• INSTRUCTION
Copy out the listing in full, exactly as written, but not its pictures.

◆ ◆ ◆

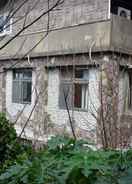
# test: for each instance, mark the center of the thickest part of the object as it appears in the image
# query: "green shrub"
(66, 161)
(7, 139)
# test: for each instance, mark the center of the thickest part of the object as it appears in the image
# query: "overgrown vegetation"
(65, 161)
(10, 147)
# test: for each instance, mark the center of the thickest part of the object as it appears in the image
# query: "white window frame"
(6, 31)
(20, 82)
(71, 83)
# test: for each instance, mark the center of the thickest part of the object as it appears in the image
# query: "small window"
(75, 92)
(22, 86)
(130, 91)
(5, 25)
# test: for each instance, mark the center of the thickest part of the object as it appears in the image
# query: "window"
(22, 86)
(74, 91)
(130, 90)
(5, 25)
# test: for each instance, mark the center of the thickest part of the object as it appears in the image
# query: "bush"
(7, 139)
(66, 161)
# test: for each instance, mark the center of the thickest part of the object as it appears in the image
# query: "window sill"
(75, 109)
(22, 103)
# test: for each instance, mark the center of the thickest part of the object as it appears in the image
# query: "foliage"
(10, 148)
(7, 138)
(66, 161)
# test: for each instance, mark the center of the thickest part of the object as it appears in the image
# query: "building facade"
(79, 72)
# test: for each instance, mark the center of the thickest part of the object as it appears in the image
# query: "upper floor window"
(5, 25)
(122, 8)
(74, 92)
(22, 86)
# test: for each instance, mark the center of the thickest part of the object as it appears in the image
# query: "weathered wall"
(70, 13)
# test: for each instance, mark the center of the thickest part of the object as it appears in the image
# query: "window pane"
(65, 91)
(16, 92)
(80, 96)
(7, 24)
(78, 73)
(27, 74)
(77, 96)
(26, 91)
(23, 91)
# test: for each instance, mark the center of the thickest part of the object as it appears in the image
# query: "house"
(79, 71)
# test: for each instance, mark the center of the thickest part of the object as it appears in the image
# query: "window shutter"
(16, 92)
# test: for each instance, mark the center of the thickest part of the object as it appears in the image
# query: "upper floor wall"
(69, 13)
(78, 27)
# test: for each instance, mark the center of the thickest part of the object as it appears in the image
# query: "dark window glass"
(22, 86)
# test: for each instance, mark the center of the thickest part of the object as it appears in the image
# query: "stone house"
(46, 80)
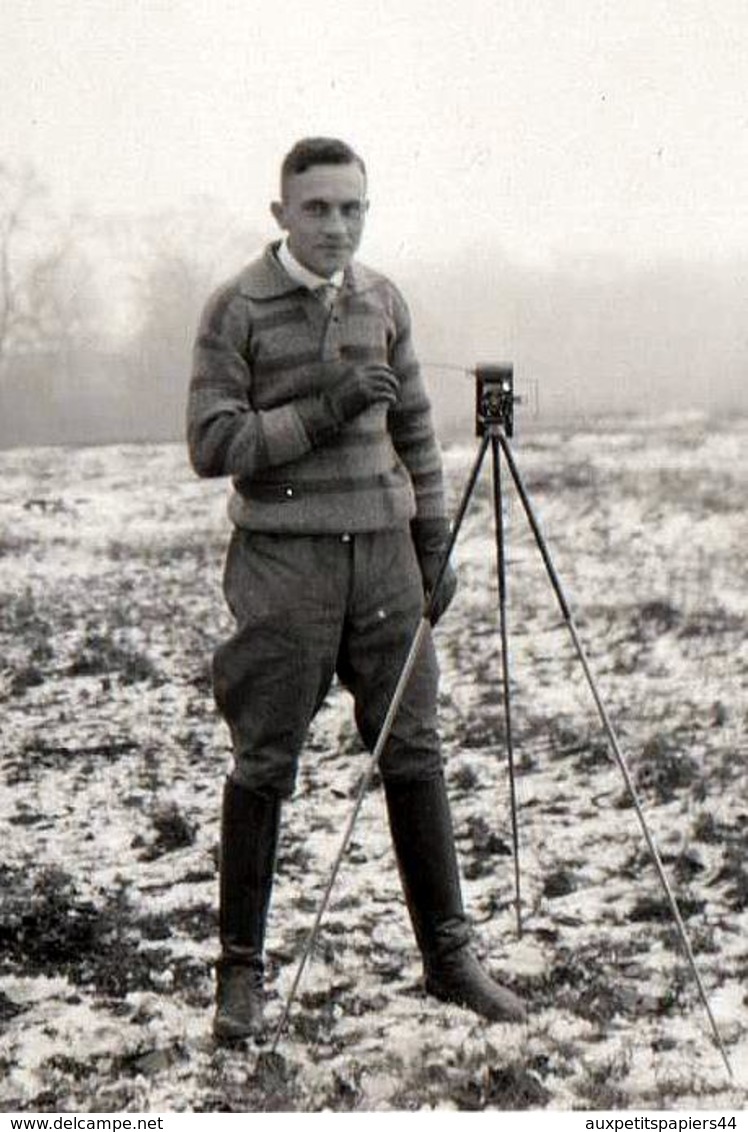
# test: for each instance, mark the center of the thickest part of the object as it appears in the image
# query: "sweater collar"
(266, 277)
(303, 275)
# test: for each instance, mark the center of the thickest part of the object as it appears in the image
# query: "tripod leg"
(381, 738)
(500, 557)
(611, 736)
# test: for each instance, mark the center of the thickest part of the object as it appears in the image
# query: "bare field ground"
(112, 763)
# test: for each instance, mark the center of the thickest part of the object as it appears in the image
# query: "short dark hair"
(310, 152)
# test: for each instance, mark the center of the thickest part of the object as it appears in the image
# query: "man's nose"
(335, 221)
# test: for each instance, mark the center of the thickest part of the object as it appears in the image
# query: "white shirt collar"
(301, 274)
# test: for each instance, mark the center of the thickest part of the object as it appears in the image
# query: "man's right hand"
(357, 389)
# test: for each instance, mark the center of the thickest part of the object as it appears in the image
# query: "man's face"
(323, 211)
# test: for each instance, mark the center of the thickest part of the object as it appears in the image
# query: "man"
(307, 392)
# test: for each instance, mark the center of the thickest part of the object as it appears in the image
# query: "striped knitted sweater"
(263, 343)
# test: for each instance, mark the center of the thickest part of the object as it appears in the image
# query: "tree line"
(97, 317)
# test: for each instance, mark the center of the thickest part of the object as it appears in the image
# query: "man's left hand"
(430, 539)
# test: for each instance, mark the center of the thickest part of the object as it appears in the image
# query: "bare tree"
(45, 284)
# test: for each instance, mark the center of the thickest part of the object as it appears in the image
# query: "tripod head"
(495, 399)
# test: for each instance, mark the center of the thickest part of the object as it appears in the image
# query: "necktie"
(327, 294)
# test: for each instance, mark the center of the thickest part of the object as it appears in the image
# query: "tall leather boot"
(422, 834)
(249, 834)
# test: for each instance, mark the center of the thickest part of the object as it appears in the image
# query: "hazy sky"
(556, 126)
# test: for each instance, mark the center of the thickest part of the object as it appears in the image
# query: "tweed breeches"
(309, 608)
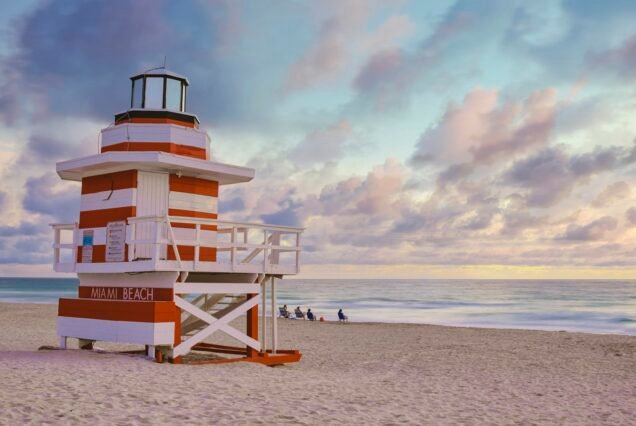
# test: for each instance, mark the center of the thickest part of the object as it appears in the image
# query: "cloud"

◆ ◆ ◆

• TASK ANSWER
# test: for each instance, mark the center of the thickest part of the object as it appears in the image
# query: "green shrub"
(66, 161)
(7, 139)
# test: for each instance, mark the center of the thickest part of the object as it appears in the image
# query: "overgrown vegetation"
(65, 161)
(10, 147)
# test: for each instance, mark the center of the thickest part of the object as it appears in the image
# query: "white window frame"
(6, 31)
(20, 82)
(71, 83)
# test: for each instance, mark the center of the thickest part of the object as it appears in the image
# query: "small window"
(75, 92)
(22, 86)
(130, 91)
(5, 25)
# test: for each instance, mark the center of the thickest part of the object as it appears in the image
# query: "window"
(22, 86)
(74, 91)
(130, 90)
(5, 25)
# test: for each instance, mark the center of the thickest part of the object as it appears in the image
# query: "bush"
(7, 139)
(66, 161)
# test: for each instance, mark the center of the thickest part of the object as it appears in the image
# query: "window sill"
(75, 109)
(22, 103)
# test: for each instance, mark the center of the thickest part of the object as it appears in the image
# query: "foliage"
(10, 148)
(7, 138)
(66, 161)
# test: for each instance, mark the center of the thickest part of the object as it appears in the image
# query: "building facade"
(79, 72)
# test: for each instance, mark the center of the thickest part of the object as it appears in the image
# query: "upper floor window"
(5, 25)
(122, 8)
(74, 92)
(22, 86)
# test: for each instance, mark the center of the thickest part of the object as it appears in the image
# query: "weathered wall"
(70, 13)
# test: for each instance, mark the center of the thickest part of the object as it appears in the image
# query: "window pane"
(65, 91)
(16, 92)
(80, 96)
(7, 24)
(78, 73)
(27, 74)
(77, 96)
(26, 91)
(23, 91)
# test: for each instance, mark the center of the thickest part of the object as it appears in the image
# query: "house"
(79, 71)
# test: for each instance, mark the center of the thickest part of the object as it appears in the image
# query: "window shutter"
(16, 92)
# test: for each instance, mark the center of the thickest part of the object as it appears in the image
# query: "upper floor wall"
(69, 13)
(78, 27)
# test: for each instance, mark the center of the thickest part of the object as it appears in the image
# query: "dark window glass"
(22, 86)
# test: for each instance, mark the center of the thickest part of the object as it appears in the image
# query: "stone house"
(46, 80)
# test: for each instance, mark the center of the thickest part of the object as it appears in the image
# query: "sweater collar"
(266, 277)
(303, 275)
# test: for each instance, mark the center of the thickest part of the object as it appears in the image
# query: "tripod leg"
(381, 738)
(500, 557)
(611, 736)
# test: for each instance, mark the center of the thickest part of the object as it appears in the image
# query: "bare field ground"
(112, 763)
# test: for each instance, mark the center of the thickest part of the object as it appears in the image
# query: "short dark hair"
(310, 152)
# test: for each instance, mark the center of the thickest part of the object as it appears in the image
# query: "man's nose"
(335, 221)
# test: for each instance, mark the center of the thickest part of the object as it appears in the image
# query: "white shirt collar"
(301, 274)
# test: for each instance, mark the center of the thickest part of the object as it appears in the image
# query: "man's right hand"
(357, 389)
# test: for each instance, mark the center of the thickest part of the object as it appears in the image
# query: "man's face"
(323, 211)
# test: for each instance, mark the center of the thickest part of the object as it appears in the image
# query: "man"
(307, 392)
# test: for each instance, mark the center of the thickest part of the object as it appears in the image
# query: "striped knitted sweater"
(263, 343)
# test: for each instance, mark the center of the thickest part of the object as it appears in the image
# query: "tree line"
(97, 317)
# test: for each instance, mark the center of the thickest part of the object as it appears in the image
# query: "man's left hand"
(430, 539)
# test: for each instance, mark the center of the thickest part of the object as it appears in the image
# query: "bare tree"
(45, 284)
# test: for each instance, mark the center of the thickest part of the object as it appears in the image
# query: "tripod head"
(495, 399)
# test: for each instance, mark the center of the thickest part of the object as it appears in the image
# query: "necktie"
(327, 294)
# test: for each instance, mark the center of the thickest part of the object as it appears in the image
# query: "tall leather boot"
(422, 834)
(249, 834)
# test: for each instance, mark the center of the thickest part of the object as it appears in the image
# query: "hazy sky"
(556, 126)
# test: for each instance, mark the center of the thickest part of the object as it appears in the image
# query: "tweed breeches"
(309, 608)
# test: for each instance, mark the center of the thickest part of the object as it appears in the image
# query: "cloud"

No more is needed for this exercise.